**EXERCISE REQUIREMENTS**
The answer must consist of every line from the data that holds the string "metal".

(Collected data)

........

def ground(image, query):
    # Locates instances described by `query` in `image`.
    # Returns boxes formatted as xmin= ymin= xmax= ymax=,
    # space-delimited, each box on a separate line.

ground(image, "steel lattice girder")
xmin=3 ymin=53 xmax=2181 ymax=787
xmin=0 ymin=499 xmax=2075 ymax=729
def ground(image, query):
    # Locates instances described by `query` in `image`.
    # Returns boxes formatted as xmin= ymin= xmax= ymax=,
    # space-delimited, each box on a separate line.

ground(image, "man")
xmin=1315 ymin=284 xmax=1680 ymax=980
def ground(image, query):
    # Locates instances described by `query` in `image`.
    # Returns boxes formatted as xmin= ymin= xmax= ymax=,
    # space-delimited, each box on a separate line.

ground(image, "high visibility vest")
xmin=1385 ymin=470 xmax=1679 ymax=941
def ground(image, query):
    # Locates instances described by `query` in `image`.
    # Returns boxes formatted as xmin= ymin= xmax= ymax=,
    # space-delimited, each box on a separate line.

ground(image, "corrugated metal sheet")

........

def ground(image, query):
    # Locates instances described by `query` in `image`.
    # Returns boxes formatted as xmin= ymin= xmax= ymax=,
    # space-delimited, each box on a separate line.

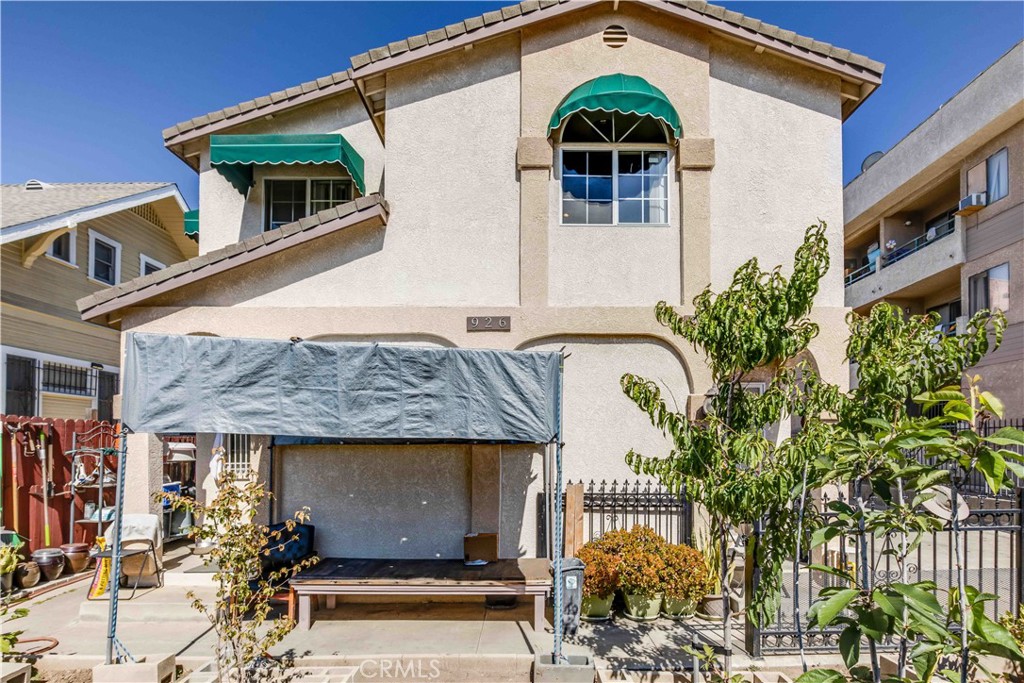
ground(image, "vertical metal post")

........

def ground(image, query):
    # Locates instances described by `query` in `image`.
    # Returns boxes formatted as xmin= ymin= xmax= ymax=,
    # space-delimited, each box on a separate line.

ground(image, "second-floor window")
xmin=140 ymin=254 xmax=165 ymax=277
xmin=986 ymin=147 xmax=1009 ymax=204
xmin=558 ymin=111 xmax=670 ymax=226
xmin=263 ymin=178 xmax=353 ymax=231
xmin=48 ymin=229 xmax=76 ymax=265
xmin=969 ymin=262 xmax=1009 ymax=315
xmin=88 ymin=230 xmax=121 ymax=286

........

**THE COMPLETED TASK**
ground(image, "corrugated metal sheet")
ground(image, "vertical metal post")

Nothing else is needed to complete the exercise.